▶ [Your objective]: Write out each line of the items below as a numbered list. Skip the blank lines and leave the picture out.

>> Start Provided information

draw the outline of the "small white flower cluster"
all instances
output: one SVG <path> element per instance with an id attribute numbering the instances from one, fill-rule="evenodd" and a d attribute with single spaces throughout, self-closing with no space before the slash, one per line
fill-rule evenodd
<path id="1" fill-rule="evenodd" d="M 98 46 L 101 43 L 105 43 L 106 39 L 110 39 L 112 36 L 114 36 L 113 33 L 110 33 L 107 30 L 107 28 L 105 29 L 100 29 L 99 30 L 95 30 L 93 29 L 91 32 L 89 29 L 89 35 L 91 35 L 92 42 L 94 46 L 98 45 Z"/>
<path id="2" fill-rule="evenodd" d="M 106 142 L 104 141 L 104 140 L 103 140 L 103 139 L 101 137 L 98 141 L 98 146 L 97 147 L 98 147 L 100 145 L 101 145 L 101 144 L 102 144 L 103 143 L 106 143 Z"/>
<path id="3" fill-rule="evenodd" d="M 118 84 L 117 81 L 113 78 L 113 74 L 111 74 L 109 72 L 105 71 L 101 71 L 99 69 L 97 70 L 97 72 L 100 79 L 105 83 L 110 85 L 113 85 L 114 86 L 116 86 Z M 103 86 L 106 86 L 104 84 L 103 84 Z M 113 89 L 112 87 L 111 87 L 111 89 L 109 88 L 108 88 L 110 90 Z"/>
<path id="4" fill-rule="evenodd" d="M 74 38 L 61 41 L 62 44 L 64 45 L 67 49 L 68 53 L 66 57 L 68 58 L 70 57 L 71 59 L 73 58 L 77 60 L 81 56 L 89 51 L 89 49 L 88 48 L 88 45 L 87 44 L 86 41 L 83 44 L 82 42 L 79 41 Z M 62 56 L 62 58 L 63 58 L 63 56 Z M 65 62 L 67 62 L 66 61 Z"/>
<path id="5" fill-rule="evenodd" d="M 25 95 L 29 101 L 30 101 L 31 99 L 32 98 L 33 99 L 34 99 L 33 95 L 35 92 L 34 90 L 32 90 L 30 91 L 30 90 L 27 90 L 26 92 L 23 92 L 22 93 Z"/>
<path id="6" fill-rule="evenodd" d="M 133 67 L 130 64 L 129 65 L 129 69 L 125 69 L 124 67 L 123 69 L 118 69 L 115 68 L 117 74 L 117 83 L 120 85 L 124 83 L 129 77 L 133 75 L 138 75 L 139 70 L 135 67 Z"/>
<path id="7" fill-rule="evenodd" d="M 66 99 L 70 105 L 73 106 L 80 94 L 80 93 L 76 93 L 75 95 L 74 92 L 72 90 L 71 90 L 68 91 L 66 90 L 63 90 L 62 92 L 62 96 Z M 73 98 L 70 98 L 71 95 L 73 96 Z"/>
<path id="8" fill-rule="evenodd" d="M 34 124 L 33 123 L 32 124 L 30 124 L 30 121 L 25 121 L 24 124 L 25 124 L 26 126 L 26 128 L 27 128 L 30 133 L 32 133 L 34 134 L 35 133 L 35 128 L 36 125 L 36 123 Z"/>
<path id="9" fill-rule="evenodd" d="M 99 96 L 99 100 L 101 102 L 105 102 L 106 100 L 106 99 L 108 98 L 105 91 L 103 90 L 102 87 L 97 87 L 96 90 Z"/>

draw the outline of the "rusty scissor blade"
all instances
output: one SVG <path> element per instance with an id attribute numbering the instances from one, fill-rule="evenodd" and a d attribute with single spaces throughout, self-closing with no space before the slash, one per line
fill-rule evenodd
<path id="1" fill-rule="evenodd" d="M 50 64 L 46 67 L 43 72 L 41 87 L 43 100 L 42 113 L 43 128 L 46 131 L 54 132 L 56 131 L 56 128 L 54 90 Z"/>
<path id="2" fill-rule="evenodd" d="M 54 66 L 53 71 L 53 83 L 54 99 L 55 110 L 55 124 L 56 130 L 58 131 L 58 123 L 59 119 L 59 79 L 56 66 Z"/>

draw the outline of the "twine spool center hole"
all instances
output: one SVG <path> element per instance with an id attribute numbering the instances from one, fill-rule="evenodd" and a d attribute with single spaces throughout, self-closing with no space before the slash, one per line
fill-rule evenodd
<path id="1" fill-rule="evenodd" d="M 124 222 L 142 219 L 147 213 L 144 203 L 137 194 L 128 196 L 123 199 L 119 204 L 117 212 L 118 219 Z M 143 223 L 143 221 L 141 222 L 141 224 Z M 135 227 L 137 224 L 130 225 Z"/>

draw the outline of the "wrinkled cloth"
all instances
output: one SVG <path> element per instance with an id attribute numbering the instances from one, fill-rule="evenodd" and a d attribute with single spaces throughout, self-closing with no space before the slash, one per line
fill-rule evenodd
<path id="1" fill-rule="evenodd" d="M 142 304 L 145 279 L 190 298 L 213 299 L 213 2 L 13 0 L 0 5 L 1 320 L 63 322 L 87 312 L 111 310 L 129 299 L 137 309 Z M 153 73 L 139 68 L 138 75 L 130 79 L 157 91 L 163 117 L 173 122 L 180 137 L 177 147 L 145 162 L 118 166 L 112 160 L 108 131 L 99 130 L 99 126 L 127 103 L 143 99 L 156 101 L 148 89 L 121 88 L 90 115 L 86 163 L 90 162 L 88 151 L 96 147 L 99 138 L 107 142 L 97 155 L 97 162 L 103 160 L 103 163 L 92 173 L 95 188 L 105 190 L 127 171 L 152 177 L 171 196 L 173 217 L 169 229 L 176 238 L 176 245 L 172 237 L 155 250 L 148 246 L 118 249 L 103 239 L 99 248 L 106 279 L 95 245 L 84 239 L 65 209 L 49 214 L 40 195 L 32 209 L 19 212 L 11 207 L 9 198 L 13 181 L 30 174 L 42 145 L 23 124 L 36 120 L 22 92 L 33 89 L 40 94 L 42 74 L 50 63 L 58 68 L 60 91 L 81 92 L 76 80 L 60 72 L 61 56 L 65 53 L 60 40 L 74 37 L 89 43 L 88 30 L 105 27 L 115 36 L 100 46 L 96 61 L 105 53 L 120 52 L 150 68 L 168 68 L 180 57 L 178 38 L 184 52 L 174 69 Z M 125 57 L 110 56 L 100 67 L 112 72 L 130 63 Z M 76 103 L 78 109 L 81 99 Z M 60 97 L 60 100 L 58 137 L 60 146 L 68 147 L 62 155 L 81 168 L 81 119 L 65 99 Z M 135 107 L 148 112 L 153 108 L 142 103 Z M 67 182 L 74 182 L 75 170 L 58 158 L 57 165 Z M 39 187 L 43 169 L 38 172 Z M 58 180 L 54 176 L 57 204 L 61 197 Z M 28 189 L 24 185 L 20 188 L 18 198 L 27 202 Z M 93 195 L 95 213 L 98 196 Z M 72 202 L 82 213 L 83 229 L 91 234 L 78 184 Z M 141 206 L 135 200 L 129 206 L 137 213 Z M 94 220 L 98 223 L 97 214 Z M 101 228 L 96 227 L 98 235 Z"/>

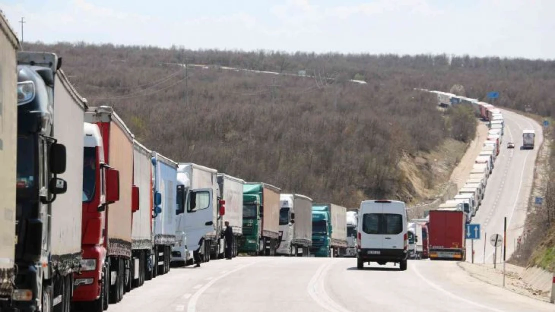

>> End Provided information

▶ [Final result]:
1. draw the outline of the "small white flower cluster"
2. all instances
3. output: one SVG <path> element per instance with an id attribute numbering the instances from one, fill-rule="evenodd" and a d attribute with single spaces throughout, self-closing with no space before the slash, one per line
4. fill-rule evenodd
5. <path id="1" fill-rule="evenodd" d="M 98 46 L 101 43 L 105 43 L 106 39 L 110 39 L 112 36 L 114 36 L 113 33 L 110 33 L 107 30 L 107 28 L 105 29 L 100 29 L 99 30 L 95 30 L 93 29 L 91 32 L 89 29 L 89 35 L 91 35 L 92 42 L 94 46 L 98 45 Z"/>
6. <path id="2" fill-rule="evenodd" d="M 106 142 L 104 141 L 104 140 L 103 140 L 103 139 L 101 137 L 98 141 L 98 146 L 97 147 L 98 147 L 100 145 L 101 145 L 101 144 L 102 144 L 103 143 L 106 143 Z"/>
7. <path id="3" fill-rule="evenodd" d="M 118 84 L 117 81 L 113 78 L 113 74 L 111 74 L 109 72 L 105 71 L 101 71 L 99 69 L 97 70 L 97 72 L 100 79 L 105 83 L 110 85 L 113 85 L 114 86 L 116 86 Z M 103 86 L 106 86 L 104 84 L 103 84 Z M 113 89 L 112 87 L 111 87 L 111 89 L 109 88 L 108 88 L 110 90 Z"/>
8. <path id="4" fill-rule="evenodd" d="M 74 38 L 61 41 L 62 44 L 64 45 L 67 49 L 68 53 L 66 57 L 68 58 L 70 57 L 71 59 L 73 58 L 77 60 L 81 56 L 89 51 L 89 49 L 88 48 L 88 45 L 87 44 L 86 41 L 83 44 L 82 42 L 79 41 Z M 62 56 L 62 58 L 63 58 L 63 56 Z M 65 62 L 67 62 L 66 61 Z"/>
9. <path id="5" fill-rule="evenodd" d="M 25 95 L 29 101 L 30 101 L 31 99 L 32 98 L 33 99 L 34 99 L 33 95 L 35 92 L 34 90 L 32 90 L 30 91 L 30 90 L 27 90 L 26 92 L 23 92 L 22 93 Z"/>
10. <path id="6" fill-rule="evenodd" d="M 133 67 L 130 64 L 129 65 L 129 69 L 125 69 L 124 67 L 123 69 L 118 69 L 115 68 L 117 74 L 117 83 L 120 85 L 124 83 L 129 77 L 133 75 L 138 75 L 139 70 L 135 67 Z"/>
11. <path id="7" fill-rule="evenodd" d="M 66 99 L 70 105 L 73 106 L 80 94 L 80 93 L 76 93 L 75 95 L 74 92 L 72 90 L 71 90 L 68 91 L 66 90 L 63 90 L 62 92 L 62 96 Z M 73 98 L 70 98 L 71 95 L 73 96 Z"/>
12. <path id="8" fill-rule="evenodd" d="M 34 124 L 33 123 L 32 124 L 30 124 L 30 121 L 25 121 L 24 124 L 25 124 L 26 126 L 26 128 L 27 128 L 30 133 L 32 133 L 34 134 L 35 133 L 35 128 L 36 125 L 36 123 Z"/>
13. <path id="9" fill-rule="evenodd" d="M 99 96 L 99 100 L 101 102 L 105 102 L 106 100 L 106 99 L 108 98 L 105 91 L 103 90 L 102 87 L 97 87 L 96 90 Z"/>
14. draw the outline of the "rusty scissor blade"
15. all instances
16. output: one SVG <path> element per instance with an id attribute numbering the instances from one, fill-rule="evenodd" and a d attribute with single spaces throughout, self-closing with no space before the slash, one per line
17. fill-rule evenodd
18. <path id="1" fill-rule="evenodd" d="M 50 64 L 46 67 L 43 72 L 41 87 L 43 100 L 42 113 L 43 128 L 46 131 L 54 132 L 56 131 L 56 128 L 54 90 Z"/>
19. <path id="2" fill-rule="evenodd" d="M 54 66 L 53 71 L 53 83 L 54 99 L 55 110 L 55 124 L 56 130 L 58 131 L 58 123 L 59 119 L 59 79 L 56 66 Z"/>
20. draw the outline of the "twine spool center hole"
21. all instances
22. output: one SVG <path> element per instance with an id attribute numbering the instances from one, fill-rule="evenodd" and a d attribute with single spaces throughout, self-closing with no space before the slash, one per line
23. fill-rule evenodd
24. <path id="1" fill-rule="evenodd" d="M 124 222 L 142 219 L 147 213 L 144 203 L 137 194 L 128 196 L 123 199 L 119 204 L 117 212 L 118 219 Z M 143 223 L 143 221 L 141 222 L 141 224 Z M 135 227 L 137 224 L 130 225 Z"/>
25. draw the outline of the "wrinkled cloth"
26. all instances
27. output: one SVG <path> element per instance with an id attribute numbering the instances from one, fill-rule="evenodd" and a d attribute with single spaces throughout, self-closing with no space before the slash, one per line
28. fill-rule evenodd
29. <path id="1" fill-rule="evenodd" d="M 142 304 L 145 279 L 190 298 L 213 299 L 213 2 L 13 0 L 0 5 L 1 320 L 63 322 L 87 312 L 111 310 L 129 299 L 137 309 Z M 153 73 L 139 68 L 138 75 L 130 79 L 157 91 L 163 117 L 173 122 L 180 137 L 177 147 L 145 162 L 118 166 L 112 160 L 108 131 L 99 130 L 99 126 L 127 103 L 143 99 L 156 101 L 148 89 L 121 88 L 90 115 L 86 163 L 90 162 L 88 151 L 96 147 L 99 138 L 107 142 L 97 155 L 97 162 L 103 160 L 103 163 L 92 173 L 95 188 L 105 190 L 127 171 L 152 177 L 171 196 L 173 217 L 169 229 L 176 238 L 176 245 L 172 237 L 155 250 L 148 246 L 118 249 L 103 239 L 99 248 L 106 279 L 95 245 L 84 239 L 65 209 L 49 214 L 40 195 L 32 209 L 19 212 L 11 207 L 9 198 L 13 181 L 30 174 L 42 145 L 23 124 L 36 120 L 22 92 L 33 89 L 40 94 L 42 74 L 50 63 L 58 68 L 60 91 L 81 92 L 76 80 L 60 72 L 61 56 L 65 53 L 60 40 L 74 37 L 89 43 L 88 30 L 105 27 L 115 36 L 100 46 L 96 61 L 105 53 L 120 52 L 150 68 L 168 68 L 180 57 L 178 38 L 184 52 L 174 69 Z M 125 57 L 110 56 L 100 67 L 112 72 L 130 63 Z M 76 103 L 78 109 L 81 99 Z M 60 97 L 60 100 L 58 137 L 60 146 L 68 147 L 62 155 L 81 168 L 81 119 L 65 99 Z M 135 107 L 148 112 L 153 108 L 142 103 Z M 67 182 L 74 182 L 75 170 L 58 158 L 57 165 Z M 39 187 L 43 169 L 38 172 Z M 58 180 L 54 176 L 57 204 L 61 197 Z M 28 189 L 24 185 L 20 188 L 18 198 L 27 202 Z M 93 195 L 95 213 L 98 196 Z M 72 202 L 82 213 L 83 229 L 91 234 L 78 184 Z M 141 206 L 135 200 L 129 206 L 137 213 Z M 94 220 L 98 223 L 97 214 Z M 101 228 L 96 227 L 98 235 Z"/>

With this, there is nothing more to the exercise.